▶ **SUPPLIED TEXT**:
—————
The temperature adjusting unit 6 is provided for maintaining the internal ambient of the product storage chamber 4 at a desired temperature level and is configured so as to include an evaporator 6a, an electric heater 6b, and an air blowing fan 6c for a refrigeration cycle. In the temperature adjusting unit 6, when the air blowing fan 6c is driven while the refrigeration cycle is being operated, for example, because the air cooled by the evaporator 6a is sent upward through the ventilation holes formed in the product chute 5, it is possible to maintain the product storage region in a low-temperature state. In contrast, when the air blowing fan 6c is driven while an electric current is flowing through the electric heater 6b, because the air heated by the electric heater 6b is sent upward through the ventilation holes formed in the product chute 5, it is possible to maintain the product storage region in a high-temperature state. In this situation, although not illustrated, a compressor, a condenser, and an expansion valve for the refrigeration cycle are all provided in a machine chamber 7, which is provided on the outside of the product storage chamber 4.
—————
▶ **DATA SHOWN**:

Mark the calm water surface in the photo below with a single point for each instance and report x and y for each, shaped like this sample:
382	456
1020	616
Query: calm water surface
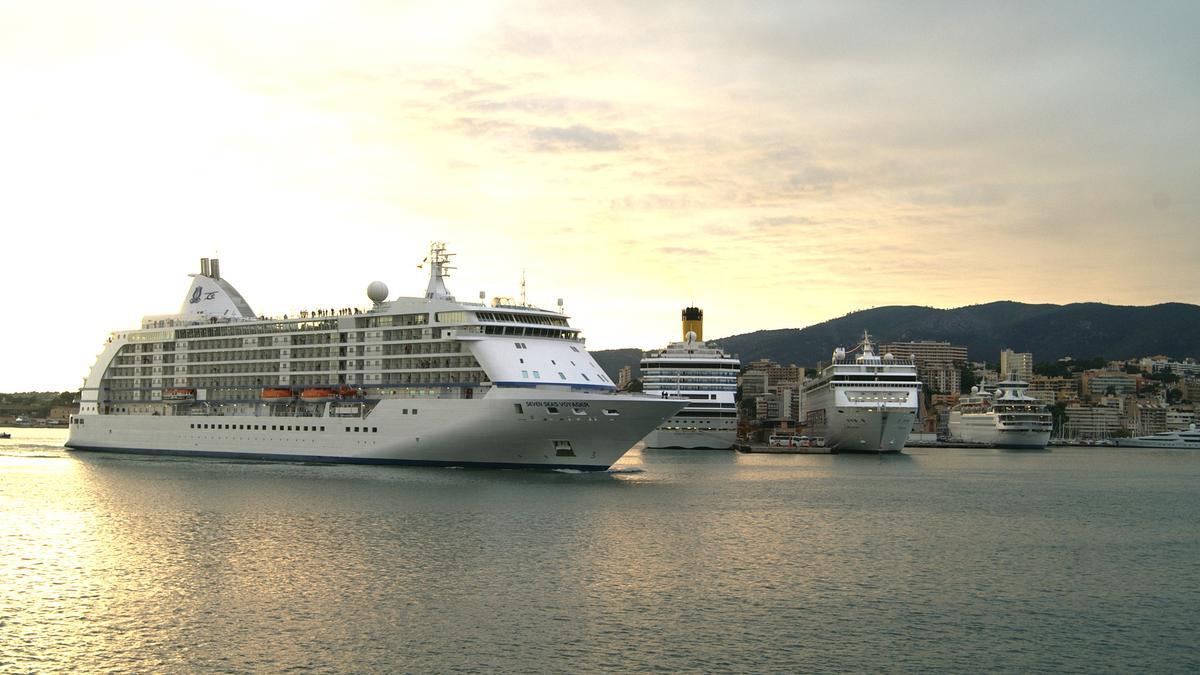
1073	560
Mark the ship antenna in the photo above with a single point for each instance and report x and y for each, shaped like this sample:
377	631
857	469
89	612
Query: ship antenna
439	268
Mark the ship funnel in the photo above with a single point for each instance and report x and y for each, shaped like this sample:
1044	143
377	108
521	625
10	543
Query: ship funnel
694	322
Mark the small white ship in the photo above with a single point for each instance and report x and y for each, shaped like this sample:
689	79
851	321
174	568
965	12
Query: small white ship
1006	417
1186	438
863	402
421	381
702	375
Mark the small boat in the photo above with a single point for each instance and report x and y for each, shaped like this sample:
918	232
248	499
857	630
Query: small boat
277	395
317	395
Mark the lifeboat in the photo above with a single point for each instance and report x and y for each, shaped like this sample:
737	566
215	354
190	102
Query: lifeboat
317	395
277	395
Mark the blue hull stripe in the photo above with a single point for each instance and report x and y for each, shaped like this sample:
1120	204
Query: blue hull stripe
521	384
328	459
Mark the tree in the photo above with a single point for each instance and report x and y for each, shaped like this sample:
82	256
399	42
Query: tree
1059	417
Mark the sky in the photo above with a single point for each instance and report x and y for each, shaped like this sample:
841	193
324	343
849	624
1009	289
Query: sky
777	163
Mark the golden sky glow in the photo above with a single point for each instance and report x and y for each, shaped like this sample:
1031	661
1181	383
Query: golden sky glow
777	163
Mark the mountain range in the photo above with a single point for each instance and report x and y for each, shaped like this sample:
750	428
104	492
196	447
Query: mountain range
1049	332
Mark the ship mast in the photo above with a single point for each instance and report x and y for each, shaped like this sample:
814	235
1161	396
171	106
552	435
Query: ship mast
439	268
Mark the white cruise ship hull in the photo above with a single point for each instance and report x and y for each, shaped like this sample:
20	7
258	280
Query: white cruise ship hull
861	430
693	440
983	429
508	428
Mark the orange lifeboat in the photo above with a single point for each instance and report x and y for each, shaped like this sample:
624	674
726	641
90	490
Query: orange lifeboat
317	395
277	395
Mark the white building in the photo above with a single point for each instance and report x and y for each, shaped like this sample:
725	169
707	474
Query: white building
1017	363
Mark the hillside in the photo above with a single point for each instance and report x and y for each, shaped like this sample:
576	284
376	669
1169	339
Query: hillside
1049	332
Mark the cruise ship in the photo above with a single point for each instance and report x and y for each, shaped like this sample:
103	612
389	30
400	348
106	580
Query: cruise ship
1186	438
1006	417
702	375
863	402
418	381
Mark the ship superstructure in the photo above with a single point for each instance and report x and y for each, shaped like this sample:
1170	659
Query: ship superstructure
702	375
409	381
863	402
1006	417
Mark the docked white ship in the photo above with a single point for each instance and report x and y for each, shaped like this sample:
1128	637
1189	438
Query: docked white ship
421	381
863	402
1006	417
1186	438
702	375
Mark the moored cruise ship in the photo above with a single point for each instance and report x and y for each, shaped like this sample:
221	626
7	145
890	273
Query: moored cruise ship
—————
▶ **TASKS TO CARRY OUT**:
A - Which lines of the listing contain the word "mountain"? Find each one and copy it out.
B - Resume the passage on the temperature adjusting unit, starting right after its last sentence.
The listing has no connection to the passage on the temperature adjusting unit.

▶ **FINAL ANSWERS**:
A -
Mark the mountain range in the photo above with a single point for each instance and report x and y for each, shaped like this sample:
Query: mountain range

B -
The product storage racks 10 are three columns arranged in the front-and-back direction. Each of the product storage racks 10 includes a plurality of (two, in the illustrated example) product storage passages 13 that are formed so as to meander along the up-and-down direction by passage structuring elements 12 provided between a pair of base lateral boards 11. On the inside of each of the product storage passages 13, a plurality of products can be stored along the up-and-down-direction, while each product is in a laid-down posture extending sideways. More specifically, the passage structuring elements 12 are provided so as to face each other on the front side and the rear side of each of the product storage passages 13 and are fixed to the base lateral boards 11. With these arrangements, in each of the product storage racks 10, the two product storage passages 13 are provided so as to be positioned adjacent to each other in the front-and-back direction. In the following sections, in each of the product storage racks 10, the product storage passage 13 on the front side may be referred to as a first product storage passage 13a, whereas the product storage passage 13 on the rear side may be referred to as a second product storage passage 13b.

Further, the passage structuring elements 12 are provided with flappers (not illustrated). The flappers are swingably arranged with the passage structuring elements 12 so as to advance into and retreat from the product storage passages 13. The flappers are urged by coil springs (not illustrated) so as to be in the posture of having advanced into the product storage passages 13 in a normal state. Further, as a result of abutting against a product passing through any of the product storage passages 13, the flappers correct the posture of the passing product by making a retreating move so as to fit along the meandering product storage passage 13, against the urging force of the coil springs.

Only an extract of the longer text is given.